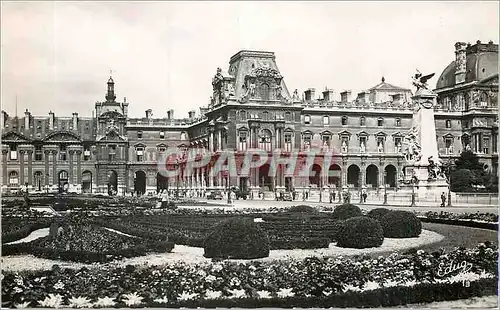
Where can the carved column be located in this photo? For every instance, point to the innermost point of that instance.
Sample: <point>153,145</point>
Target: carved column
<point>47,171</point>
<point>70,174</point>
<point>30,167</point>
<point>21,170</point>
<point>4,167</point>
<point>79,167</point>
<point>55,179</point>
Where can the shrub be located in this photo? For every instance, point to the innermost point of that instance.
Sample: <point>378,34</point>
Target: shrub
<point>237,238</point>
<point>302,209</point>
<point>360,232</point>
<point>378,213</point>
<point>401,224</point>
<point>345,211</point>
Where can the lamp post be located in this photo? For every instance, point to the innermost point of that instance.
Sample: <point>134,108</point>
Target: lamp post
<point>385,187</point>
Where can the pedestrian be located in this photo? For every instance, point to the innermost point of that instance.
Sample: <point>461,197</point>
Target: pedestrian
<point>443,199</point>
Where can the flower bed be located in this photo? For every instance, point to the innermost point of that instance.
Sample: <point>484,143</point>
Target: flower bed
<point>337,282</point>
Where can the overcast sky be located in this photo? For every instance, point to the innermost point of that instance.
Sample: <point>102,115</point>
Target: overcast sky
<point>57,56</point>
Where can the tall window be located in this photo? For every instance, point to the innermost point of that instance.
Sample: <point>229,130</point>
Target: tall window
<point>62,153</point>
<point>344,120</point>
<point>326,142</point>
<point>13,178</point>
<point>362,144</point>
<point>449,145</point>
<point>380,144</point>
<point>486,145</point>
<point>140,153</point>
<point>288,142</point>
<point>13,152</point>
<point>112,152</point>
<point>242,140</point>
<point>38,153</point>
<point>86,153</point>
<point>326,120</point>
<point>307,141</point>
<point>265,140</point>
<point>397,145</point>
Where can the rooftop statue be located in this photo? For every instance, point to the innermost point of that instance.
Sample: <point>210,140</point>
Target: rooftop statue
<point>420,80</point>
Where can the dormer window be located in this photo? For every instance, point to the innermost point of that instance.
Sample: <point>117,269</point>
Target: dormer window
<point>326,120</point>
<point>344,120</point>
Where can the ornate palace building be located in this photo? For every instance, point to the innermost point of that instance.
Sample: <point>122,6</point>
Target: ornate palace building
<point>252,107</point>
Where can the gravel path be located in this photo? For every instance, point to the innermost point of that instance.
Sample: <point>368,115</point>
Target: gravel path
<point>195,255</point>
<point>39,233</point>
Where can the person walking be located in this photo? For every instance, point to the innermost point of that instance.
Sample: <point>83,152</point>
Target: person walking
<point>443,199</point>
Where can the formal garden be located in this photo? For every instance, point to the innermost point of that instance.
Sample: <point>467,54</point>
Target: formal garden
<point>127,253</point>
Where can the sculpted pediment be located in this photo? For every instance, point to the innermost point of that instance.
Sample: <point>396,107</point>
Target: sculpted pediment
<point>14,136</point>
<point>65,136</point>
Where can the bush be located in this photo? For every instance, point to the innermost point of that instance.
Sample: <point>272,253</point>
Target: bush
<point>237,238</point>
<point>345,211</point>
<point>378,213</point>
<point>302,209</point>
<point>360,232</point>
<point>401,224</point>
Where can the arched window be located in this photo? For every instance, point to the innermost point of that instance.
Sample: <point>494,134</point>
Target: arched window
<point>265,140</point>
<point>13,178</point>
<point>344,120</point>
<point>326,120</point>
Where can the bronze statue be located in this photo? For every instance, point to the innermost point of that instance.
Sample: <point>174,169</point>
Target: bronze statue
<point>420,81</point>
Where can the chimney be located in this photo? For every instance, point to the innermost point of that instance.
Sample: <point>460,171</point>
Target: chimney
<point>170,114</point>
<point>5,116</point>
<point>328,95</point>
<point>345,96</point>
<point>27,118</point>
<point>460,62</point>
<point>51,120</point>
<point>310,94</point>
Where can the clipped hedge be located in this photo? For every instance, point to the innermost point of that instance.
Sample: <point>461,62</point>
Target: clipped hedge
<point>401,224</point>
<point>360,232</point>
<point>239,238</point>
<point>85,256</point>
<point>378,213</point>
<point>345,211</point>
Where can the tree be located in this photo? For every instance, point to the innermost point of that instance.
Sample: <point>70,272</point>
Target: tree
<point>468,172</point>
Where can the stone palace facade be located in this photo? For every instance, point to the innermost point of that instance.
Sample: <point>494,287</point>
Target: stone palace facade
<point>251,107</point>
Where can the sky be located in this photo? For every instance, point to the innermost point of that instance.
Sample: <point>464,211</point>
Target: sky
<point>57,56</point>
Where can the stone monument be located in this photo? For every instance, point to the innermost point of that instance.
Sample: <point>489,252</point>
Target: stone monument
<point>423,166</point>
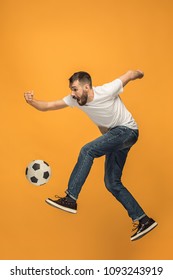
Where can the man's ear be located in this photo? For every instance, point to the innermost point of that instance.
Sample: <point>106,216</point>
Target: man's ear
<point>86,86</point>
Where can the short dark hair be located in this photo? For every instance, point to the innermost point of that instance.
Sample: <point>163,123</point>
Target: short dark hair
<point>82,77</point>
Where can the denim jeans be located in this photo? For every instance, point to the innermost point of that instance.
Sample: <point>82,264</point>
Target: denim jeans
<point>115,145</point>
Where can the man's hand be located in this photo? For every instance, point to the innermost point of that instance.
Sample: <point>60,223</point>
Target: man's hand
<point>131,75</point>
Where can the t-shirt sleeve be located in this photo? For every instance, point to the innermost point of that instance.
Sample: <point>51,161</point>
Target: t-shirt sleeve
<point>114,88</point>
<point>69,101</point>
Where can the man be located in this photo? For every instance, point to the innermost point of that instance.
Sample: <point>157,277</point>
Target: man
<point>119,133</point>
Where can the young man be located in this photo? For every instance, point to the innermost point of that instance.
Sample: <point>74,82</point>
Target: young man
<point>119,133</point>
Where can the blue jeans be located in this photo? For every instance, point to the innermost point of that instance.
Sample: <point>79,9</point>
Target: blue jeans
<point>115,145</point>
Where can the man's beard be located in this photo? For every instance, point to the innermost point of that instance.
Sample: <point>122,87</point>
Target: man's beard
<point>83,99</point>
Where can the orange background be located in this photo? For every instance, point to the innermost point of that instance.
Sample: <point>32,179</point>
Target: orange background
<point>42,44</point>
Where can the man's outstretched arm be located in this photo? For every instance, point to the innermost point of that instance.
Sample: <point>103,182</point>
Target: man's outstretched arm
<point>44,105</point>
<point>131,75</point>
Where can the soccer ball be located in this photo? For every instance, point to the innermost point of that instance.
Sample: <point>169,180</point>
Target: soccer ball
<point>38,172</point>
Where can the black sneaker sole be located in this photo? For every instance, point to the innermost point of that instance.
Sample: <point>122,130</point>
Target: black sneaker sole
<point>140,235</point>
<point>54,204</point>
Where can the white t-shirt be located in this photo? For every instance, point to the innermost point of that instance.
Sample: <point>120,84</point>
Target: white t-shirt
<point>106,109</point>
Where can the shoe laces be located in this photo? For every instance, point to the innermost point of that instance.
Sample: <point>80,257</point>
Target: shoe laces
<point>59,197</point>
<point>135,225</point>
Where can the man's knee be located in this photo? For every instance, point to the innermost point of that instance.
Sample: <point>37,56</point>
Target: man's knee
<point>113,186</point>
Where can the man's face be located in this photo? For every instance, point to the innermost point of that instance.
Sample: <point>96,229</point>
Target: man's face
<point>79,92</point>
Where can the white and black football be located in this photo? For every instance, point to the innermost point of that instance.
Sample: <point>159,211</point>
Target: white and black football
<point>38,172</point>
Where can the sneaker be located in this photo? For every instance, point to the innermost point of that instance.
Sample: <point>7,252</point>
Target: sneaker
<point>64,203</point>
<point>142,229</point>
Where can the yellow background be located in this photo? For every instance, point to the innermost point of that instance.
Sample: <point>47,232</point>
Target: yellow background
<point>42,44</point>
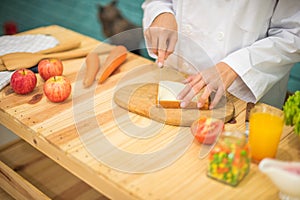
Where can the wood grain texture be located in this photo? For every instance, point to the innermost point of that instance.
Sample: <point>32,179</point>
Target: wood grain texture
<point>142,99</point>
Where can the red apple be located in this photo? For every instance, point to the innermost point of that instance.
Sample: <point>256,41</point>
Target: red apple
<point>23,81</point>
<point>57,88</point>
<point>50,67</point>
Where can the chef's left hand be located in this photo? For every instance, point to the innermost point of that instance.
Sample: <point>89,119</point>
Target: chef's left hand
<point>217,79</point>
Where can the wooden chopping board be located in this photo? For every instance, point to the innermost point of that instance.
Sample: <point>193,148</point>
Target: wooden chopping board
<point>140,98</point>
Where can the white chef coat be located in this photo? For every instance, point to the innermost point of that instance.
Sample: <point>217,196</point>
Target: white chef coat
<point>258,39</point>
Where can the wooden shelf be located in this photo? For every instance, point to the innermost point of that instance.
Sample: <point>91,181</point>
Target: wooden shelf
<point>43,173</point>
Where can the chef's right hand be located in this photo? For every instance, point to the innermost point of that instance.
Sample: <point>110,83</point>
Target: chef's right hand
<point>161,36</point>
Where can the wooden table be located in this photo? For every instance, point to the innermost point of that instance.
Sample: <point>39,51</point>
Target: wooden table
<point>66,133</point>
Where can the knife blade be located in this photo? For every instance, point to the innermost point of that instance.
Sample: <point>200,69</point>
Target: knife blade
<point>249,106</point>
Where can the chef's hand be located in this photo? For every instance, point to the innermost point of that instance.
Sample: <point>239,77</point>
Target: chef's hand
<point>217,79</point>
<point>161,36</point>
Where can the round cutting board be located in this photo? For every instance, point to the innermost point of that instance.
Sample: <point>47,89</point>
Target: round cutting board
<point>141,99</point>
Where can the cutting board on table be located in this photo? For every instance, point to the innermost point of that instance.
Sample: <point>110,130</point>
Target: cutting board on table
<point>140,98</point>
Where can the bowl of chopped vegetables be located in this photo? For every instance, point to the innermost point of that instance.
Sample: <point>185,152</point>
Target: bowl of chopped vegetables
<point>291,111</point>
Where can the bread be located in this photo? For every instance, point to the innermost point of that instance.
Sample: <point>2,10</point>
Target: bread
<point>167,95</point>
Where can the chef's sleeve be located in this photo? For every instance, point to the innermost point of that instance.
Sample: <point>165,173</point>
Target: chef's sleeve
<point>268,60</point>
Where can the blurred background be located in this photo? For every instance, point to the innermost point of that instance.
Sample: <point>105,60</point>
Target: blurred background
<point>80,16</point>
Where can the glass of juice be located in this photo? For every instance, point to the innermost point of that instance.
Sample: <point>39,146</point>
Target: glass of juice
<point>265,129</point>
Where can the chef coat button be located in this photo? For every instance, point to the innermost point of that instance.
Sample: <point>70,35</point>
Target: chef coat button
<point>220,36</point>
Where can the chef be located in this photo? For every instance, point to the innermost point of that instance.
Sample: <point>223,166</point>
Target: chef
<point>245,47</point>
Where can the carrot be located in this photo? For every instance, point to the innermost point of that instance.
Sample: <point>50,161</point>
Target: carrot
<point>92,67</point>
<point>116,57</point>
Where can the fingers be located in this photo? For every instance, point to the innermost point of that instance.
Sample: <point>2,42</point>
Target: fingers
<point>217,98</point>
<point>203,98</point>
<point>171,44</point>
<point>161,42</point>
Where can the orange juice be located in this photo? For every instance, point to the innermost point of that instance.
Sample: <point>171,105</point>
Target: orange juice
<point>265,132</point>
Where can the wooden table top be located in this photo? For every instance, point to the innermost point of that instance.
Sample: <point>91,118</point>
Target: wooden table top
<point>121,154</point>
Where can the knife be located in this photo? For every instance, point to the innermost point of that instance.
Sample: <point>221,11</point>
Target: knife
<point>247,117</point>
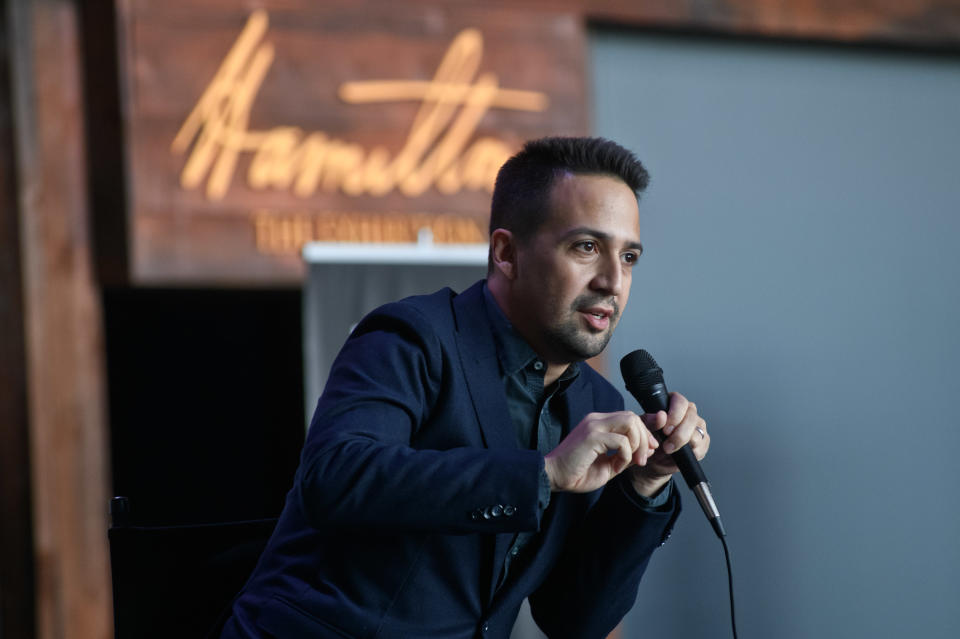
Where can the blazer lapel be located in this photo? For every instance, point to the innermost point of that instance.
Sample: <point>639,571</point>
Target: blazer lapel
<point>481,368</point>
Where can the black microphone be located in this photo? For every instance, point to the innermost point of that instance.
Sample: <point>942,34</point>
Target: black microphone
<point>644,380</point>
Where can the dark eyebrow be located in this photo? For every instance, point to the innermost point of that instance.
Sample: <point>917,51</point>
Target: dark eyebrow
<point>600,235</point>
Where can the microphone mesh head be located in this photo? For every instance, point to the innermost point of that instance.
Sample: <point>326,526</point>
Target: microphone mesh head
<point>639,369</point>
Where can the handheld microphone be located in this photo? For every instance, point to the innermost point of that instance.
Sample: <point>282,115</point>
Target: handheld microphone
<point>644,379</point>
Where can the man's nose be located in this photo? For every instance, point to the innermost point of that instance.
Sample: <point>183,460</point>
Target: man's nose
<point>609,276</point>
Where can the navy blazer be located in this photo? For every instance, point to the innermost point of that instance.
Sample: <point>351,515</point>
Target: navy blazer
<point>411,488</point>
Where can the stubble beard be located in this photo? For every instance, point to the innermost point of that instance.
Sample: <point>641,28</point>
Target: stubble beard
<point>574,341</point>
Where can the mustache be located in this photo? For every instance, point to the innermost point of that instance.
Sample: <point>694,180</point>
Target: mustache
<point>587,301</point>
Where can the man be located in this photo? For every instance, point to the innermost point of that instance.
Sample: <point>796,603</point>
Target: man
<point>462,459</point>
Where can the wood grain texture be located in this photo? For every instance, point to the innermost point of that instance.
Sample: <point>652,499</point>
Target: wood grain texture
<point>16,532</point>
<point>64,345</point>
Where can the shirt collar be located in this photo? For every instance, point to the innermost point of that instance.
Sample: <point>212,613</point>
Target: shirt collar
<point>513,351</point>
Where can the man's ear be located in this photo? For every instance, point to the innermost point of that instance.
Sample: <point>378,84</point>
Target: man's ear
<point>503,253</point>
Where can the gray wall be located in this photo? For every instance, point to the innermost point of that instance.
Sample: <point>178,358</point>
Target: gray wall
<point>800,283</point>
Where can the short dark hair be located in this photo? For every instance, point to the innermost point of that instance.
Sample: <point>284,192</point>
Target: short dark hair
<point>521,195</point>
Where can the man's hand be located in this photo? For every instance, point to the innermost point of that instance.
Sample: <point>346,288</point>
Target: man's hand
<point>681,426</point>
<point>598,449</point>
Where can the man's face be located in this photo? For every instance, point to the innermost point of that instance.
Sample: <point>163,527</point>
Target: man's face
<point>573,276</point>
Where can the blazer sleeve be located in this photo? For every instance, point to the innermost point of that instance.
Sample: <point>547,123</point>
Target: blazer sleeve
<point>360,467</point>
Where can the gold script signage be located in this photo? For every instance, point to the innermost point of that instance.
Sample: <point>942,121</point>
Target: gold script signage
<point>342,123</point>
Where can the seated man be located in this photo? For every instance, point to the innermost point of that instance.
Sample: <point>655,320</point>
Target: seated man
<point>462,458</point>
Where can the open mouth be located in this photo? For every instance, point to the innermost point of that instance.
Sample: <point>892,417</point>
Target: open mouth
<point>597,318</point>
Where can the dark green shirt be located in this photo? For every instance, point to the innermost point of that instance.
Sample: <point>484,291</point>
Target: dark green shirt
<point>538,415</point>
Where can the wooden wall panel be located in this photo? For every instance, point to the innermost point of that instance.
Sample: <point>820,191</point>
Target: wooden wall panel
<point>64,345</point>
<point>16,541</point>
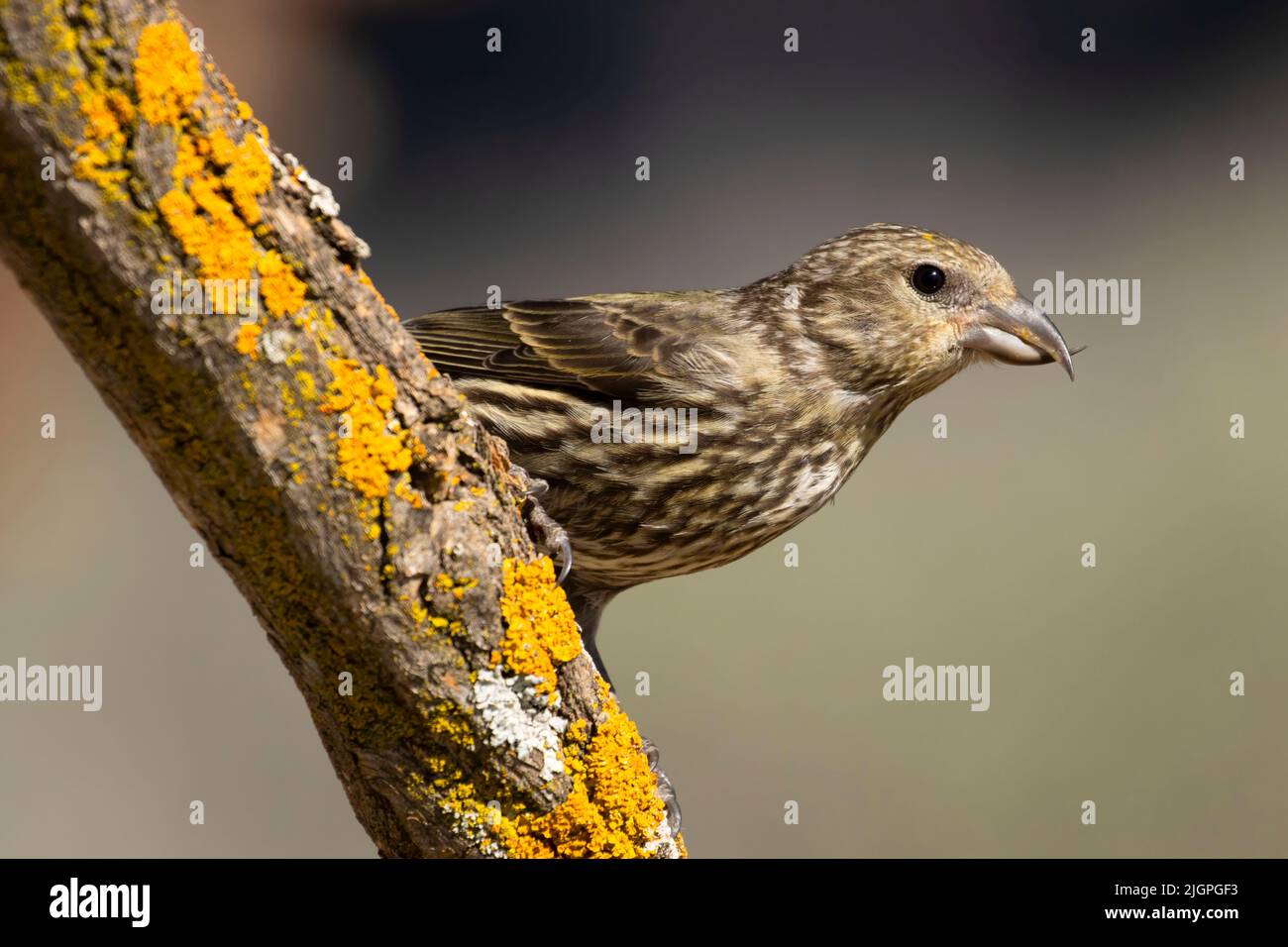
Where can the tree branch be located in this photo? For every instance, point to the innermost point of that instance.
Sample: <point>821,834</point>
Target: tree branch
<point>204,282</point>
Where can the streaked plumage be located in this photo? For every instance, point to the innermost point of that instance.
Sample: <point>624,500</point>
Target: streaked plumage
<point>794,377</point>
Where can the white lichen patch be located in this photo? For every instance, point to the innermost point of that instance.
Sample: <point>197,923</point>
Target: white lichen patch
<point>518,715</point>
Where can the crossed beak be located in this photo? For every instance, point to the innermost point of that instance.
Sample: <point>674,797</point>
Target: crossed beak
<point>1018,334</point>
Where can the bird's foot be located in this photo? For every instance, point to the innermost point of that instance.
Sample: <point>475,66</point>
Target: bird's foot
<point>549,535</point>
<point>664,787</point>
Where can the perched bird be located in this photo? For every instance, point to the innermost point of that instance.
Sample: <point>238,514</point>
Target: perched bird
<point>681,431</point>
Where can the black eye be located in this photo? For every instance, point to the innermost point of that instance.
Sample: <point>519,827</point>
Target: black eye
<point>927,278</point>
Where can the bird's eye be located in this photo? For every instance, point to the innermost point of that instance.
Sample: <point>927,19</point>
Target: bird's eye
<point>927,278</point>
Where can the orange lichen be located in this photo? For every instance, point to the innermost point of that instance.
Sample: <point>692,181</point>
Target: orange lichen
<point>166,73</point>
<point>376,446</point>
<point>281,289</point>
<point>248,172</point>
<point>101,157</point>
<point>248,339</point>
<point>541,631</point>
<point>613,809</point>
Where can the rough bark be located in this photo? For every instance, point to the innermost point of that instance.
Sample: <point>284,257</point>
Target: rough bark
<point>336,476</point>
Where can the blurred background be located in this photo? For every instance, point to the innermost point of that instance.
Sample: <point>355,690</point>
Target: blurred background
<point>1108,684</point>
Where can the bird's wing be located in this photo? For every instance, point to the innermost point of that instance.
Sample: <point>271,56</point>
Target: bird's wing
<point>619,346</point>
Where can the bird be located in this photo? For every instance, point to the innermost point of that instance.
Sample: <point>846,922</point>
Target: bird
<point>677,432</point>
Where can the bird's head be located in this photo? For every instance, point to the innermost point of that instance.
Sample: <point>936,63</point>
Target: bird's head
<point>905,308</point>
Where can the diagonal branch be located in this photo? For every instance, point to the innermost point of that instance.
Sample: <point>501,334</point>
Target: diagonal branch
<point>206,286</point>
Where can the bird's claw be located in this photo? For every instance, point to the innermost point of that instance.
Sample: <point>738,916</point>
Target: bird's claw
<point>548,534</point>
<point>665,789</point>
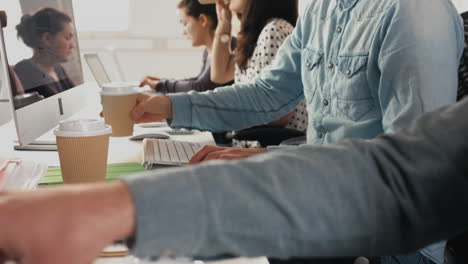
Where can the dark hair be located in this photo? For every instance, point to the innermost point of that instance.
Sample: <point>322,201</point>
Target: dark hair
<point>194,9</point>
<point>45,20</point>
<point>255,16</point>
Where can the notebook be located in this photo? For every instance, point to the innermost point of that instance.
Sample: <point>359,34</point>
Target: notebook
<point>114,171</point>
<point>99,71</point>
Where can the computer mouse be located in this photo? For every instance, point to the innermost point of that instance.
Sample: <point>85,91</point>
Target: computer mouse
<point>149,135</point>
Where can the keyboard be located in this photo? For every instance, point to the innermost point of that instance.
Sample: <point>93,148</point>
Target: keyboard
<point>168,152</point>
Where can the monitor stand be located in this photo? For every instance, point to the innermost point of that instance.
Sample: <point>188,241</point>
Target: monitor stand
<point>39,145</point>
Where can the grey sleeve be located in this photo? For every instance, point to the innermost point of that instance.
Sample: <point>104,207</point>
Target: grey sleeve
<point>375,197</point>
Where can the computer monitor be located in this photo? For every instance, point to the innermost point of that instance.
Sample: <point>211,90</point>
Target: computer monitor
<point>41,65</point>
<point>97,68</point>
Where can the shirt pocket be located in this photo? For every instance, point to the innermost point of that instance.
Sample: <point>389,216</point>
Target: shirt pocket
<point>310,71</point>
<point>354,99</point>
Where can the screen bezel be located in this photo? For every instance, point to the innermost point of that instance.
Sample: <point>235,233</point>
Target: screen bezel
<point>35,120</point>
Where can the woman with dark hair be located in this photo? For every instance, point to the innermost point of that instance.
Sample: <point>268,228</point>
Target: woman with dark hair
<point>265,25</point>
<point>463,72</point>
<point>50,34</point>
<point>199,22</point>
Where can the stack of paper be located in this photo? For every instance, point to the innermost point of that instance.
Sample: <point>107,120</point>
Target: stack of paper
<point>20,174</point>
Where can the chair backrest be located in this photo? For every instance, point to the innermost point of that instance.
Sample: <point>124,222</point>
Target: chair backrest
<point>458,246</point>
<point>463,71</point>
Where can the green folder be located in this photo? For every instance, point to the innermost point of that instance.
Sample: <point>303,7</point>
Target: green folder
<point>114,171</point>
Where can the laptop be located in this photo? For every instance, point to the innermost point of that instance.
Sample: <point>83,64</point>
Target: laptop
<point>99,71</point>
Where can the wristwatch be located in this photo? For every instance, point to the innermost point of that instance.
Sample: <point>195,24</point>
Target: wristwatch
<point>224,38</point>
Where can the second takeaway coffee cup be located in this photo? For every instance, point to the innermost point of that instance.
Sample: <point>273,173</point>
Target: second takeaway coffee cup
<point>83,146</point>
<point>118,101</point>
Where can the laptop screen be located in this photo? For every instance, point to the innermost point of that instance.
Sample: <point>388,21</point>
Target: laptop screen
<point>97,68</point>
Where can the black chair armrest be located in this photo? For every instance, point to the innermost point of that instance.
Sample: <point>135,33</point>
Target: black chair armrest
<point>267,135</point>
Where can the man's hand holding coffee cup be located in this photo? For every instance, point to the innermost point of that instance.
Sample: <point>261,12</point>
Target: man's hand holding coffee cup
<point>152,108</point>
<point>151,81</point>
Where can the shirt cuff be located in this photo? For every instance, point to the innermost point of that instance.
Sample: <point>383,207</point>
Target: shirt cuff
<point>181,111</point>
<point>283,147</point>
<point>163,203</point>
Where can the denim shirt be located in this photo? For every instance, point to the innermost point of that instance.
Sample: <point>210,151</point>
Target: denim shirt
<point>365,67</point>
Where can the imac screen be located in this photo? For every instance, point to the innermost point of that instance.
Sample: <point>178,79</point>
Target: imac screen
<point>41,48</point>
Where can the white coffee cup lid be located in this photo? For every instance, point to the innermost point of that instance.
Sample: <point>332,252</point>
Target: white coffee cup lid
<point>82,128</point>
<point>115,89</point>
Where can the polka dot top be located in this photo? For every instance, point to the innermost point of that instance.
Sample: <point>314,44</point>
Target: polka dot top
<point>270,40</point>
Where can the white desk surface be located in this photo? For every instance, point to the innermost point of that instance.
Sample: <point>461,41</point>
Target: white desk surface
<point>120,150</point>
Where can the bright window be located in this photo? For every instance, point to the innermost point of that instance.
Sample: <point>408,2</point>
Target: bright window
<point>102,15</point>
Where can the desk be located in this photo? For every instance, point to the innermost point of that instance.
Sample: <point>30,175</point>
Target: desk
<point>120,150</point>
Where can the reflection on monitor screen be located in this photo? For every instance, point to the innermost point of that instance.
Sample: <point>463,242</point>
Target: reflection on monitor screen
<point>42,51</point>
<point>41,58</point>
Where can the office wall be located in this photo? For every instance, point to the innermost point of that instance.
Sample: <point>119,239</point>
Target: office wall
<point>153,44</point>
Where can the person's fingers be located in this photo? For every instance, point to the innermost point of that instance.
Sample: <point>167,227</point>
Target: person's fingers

*WRITTEN PROBLEM*. Beginning at the line containing "Where can the reflection", repeat each line exactly through the last line of the entries, and include no other lines.

*EXERCISE RESPONSE*.
Where can the reflection on monitor screen be located in this photo? For every instance, point to the innermost point of that instance.
Sample: <point>463,242</point>
Target: reflection on monitor screen
<point>42,51</point>
<point>41,58</point>
Where can the office wall be located in this photo? For every instance, point to the innermost point of that instance.
Sample: <point>119,239</point>
Target: office wall
<point>153,44</point>
Where can the person's fingers be located in this photo? For every instance, point to the innermost point of that instance.
Sample: <point>167,227</point>
Target: person's fingers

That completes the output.